Look for the line containing "Query: Where is the white cleat?" in the listing below; from there, output every line exactly, the last one included.
* * *
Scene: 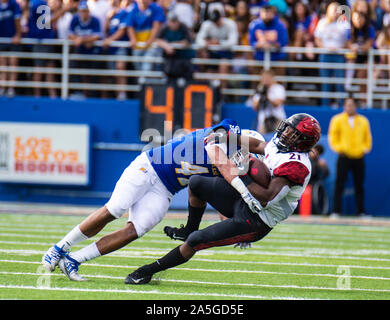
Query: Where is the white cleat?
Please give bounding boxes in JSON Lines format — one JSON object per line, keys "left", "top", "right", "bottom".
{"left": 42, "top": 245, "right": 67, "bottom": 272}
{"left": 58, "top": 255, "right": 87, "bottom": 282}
* * *
-- Exercise answer --
Query: Where is the white cleat?
Please give bounding boxes in JSON Lines format — one JSON object per line, keys "left", "top", "right", "bottom".
{"left": 42, "top": 245, "right": 67, "bottom": 272}
{"left": 58, "top": 255, "right": 87, "bottom": 282}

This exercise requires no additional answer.